Consigne => Veuillez recopier à l'identique le passage de l'article sur la collection Costakis qui va de « Par Maureen Marozeau » jusqu'à « de l’avant-garde russe. » inclus.

Extrait du document =>

○ ○ ○ ○

XXe siècle

Une histoire de flair

Par Maureen Marozeau · Le Journal des Arts

Le 20 janvier 2009 - 685 mots

Le Musée Maillol présente une sélection des plus belles œuvres de la collection de Georges Costakis. Le meilleur de l’avant-garde russe.

PARIS - Avant de devenir une appellation pervertie par l’ostentation des oligarques modernes, le terme « grand collectionneur russe » rimait habituellement avec les noms de Sergueï Chtchoukine et Ivan Morozov. Célèbres victimes de la loi sur la nationalisation des œuvres d’art de 1918, ces deux collectionneurs avaient constitué de somptueux ensembles de tableaux impressionnistes, postimpressionnistes et fauves, qui forment depuis près d’un siècle l’épine dorsale des fonds d’art des XIXe et XXe siècles du Musée Pouchkine à Moscou et du Musée de l’Ermitage à Saint-Pétersbourg. Georges Costakis (1913-1990) est moins connu. Ce fils d’immigrés grecs installés en Russie au début du XXe siècle n’avait ni les moyens financiers ni le statut social d’un Chtchoukine ou d’un Morozov. Armé cependant d’un formidable flair, il est parvenu à rassembler au cours des années 1950-1960 une étonnante collection riche de 1 300 œuvres de l’avant-garde russe, aujourd’hui répartie entre le Musée d’art moderne et contemporain de Thessalonique et la Galerie Tretyakov à Moscou. Le Musée Maillol, à Paris, en présente aujourd’hui une sélection.
La collection Costakis est à l’image de cette avant-garde qui a investi toutes les formes de la vie quotidienne : organique. Tous les médiums abordés par ces artistes touche-à-tout y sont représentés – huile sur toile, dessin, sculpture, céramique, affiche, projet d’architecture, de décor et de costume de théâtre. L’occasion pour le Musée Maillol de donner une vraie leçon d’histoire de l’art sur une période paresseusement résumée au Suprématisme de Malévitch et au constructivisme. Car cet ensemble doit son originalité à l’instinct de Costakis qui a agi seul, sans conseiller ni références encyclopédiques. Et pour cause. Cet amateur éclairé a eu le coup de cœur, dès les années 1940, pour une vague artistique totalement neutralisée par le réalisme socialiste. Ses acquisitions reflètent la subjectivité avec laquelle ce modeste chauffeur employé d’ambassade opérait ses choix, au rythme de ses rencontres. Si l’ensemble fait montre d’une grande diversité, il révèle la prédominance de certains artistes comme Ivan Klioune ou Lioubov Popova auprès de laquelle Costakis se fournissait directement. Ici les maîtres théoriciens (Malévitch, Rodchenko, Tatline…) côtoient les francs-tireurs au style individuel original et méconnu (Clément Redko, Xénia Ender, Salomon Nikritine…).

○ ○ ○ ○

Entrées enregistrées =>
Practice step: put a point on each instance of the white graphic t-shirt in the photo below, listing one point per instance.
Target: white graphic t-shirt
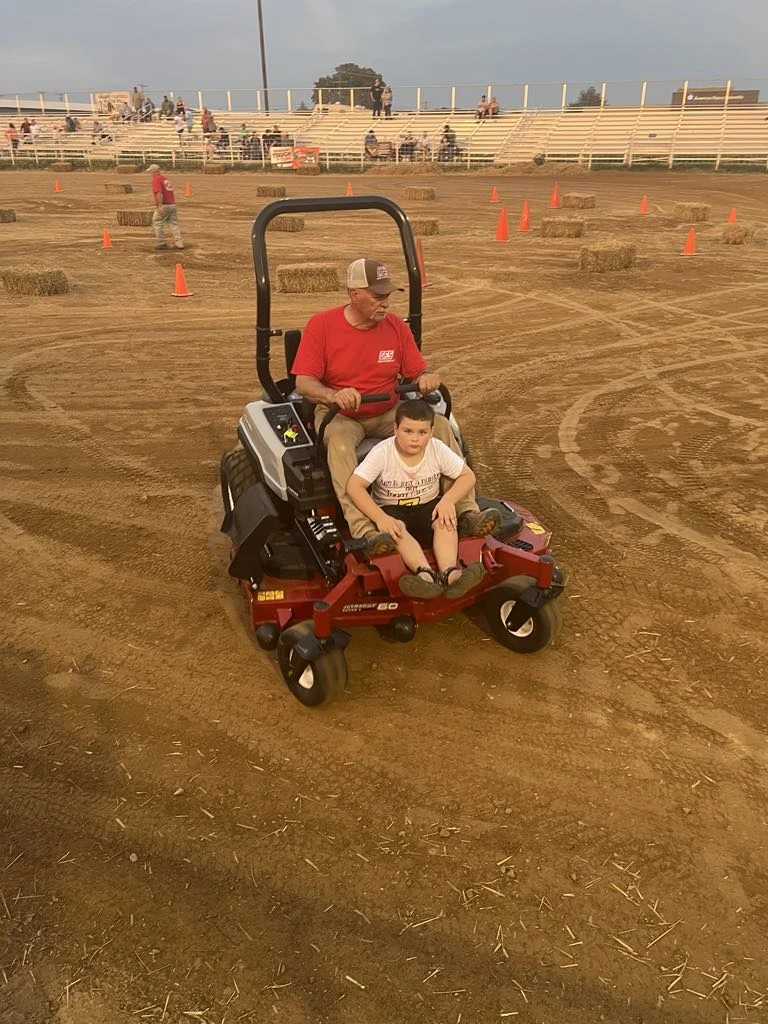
(397, 483)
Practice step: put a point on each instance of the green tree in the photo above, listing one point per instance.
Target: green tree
(336, 86)
(587, 97)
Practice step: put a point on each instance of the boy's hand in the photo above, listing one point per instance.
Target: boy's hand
(444, 514)
(394, 527)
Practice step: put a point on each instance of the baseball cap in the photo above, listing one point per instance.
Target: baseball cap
(371, 273)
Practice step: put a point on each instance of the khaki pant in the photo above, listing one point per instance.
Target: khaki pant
(342, 437)
(163, 217)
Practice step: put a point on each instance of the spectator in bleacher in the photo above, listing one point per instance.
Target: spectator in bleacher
(377, 92)
(165, 210)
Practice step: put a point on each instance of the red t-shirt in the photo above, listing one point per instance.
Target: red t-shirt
(341, 355)
(162, 184)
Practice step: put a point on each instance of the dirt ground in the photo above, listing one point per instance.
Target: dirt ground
(469, 836)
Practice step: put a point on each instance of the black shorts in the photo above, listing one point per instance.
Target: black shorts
(417, 518)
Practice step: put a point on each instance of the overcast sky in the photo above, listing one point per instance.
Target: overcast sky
(199, 44)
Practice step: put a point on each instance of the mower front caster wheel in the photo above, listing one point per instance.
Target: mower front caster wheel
(532, 635)
(317, 682)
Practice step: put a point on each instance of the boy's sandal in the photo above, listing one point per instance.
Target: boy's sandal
(466, 582)
(425, 590)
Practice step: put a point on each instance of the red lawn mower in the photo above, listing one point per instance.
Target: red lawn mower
(306, 581)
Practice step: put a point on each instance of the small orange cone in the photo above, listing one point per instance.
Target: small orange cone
(181, 291)
(524, 217)
(502, 230)
(420, 261)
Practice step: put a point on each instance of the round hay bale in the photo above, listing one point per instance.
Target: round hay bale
(562, 227)
(692, 213)
(578, 201)
(307, 278)
(286, 222)
(733, 235)
(425, 225)
(134, 218)
(611, 256)
(416, 192)
(34, 281)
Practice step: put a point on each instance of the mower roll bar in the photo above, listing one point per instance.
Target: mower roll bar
(264, 331)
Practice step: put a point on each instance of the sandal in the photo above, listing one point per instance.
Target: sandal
(469, 579)
(416, 586)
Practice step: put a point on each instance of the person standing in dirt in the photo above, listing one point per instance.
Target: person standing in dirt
(165, 210)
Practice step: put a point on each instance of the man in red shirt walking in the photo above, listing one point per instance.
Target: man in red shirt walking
(165, 210)
(360, 348)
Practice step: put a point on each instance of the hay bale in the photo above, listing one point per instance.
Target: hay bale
(286, 222)
(578, 201)
(734, 235)
(691, 213)
(562, 227)
(134, 218)
(34, 281)
(307, 278)
(425, 225)
(612, 256)
(416, 192)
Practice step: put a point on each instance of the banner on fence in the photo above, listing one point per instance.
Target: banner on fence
(294, 156)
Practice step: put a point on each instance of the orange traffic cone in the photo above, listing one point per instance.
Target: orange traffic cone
(689, 249)
(181, 291)
(524, 217)
(420, 261)
(502, 230)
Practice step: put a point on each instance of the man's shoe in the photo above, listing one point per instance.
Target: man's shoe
(378, 544)
(478, 523)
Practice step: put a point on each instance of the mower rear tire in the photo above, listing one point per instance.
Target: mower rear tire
(535, 634)
(313, 683)
(241, 472)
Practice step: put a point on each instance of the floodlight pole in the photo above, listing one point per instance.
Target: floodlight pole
(264, 86)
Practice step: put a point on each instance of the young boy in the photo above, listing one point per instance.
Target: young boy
(406, 503)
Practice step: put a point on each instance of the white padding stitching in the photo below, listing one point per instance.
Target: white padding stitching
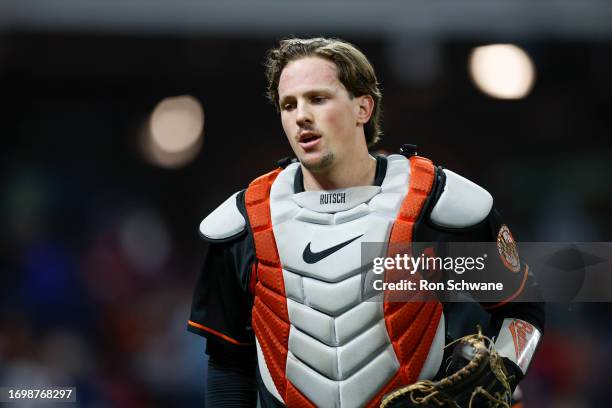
(225, 222)
(462, 203)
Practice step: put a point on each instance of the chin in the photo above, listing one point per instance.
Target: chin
(318, 164)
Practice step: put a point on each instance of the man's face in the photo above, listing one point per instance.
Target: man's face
(320, 118)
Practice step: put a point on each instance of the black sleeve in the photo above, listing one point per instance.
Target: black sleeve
(231, 375)
(487, 231)
(221, 306)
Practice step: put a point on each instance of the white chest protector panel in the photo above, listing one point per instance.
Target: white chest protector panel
(340, 354)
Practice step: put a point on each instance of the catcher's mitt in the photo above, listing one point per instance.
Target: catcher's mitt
(481, 382)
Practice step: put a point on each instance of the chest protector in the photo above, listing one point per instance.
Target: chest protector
(319, 342)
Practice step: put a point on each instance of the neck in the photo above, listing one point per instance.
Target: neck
(356, 172)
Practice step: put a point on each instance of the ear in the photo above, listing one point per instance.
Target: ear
(364, 106)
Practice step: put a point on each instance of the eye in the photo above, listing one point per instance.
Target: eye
(288, 106)
(318, 99)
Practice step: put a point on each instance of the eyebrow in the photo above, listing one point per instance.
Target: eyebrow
(326, 91)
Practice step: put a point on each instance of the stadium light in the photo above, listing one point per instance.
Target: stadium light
(502, 71)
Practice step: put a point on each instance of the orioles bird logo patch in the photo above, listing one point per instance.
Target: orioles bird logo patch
(506, 246)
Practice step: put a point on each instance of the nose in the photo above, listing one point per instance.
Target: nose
(304, 115)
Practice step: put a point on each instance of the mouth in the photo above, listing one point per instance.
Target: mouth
(308, 140)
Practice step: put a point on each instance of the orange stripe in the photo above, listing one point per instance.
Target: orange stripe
(216, 333)
(515, 294)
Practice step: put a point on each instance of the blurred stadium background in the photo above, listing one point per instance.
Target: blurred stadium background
(124, 123)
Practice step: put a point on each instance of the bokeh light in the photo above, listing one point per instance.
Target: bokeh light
(174, 133)
(502, 71)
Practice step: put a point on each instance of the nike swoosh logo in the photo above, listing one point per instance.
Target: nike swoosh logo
(314, 257)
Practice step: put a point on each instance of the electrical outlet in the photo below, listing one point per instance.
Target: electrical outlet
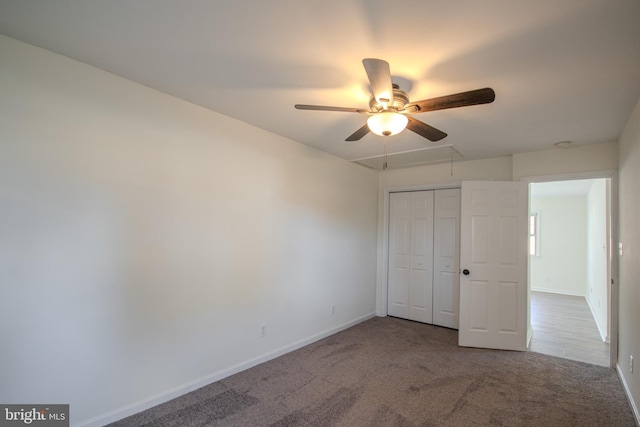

○ ○ ○ ○

Réponse =>
Par Maureen Marozeau · Le Journal des Arts

Le 20 janvier 2009 - 685 mots

Le Musée Maillol présente une sélection des plus belles œuvres de la collection de Georges Costakis. Le meilleur de l’avant-garde russe.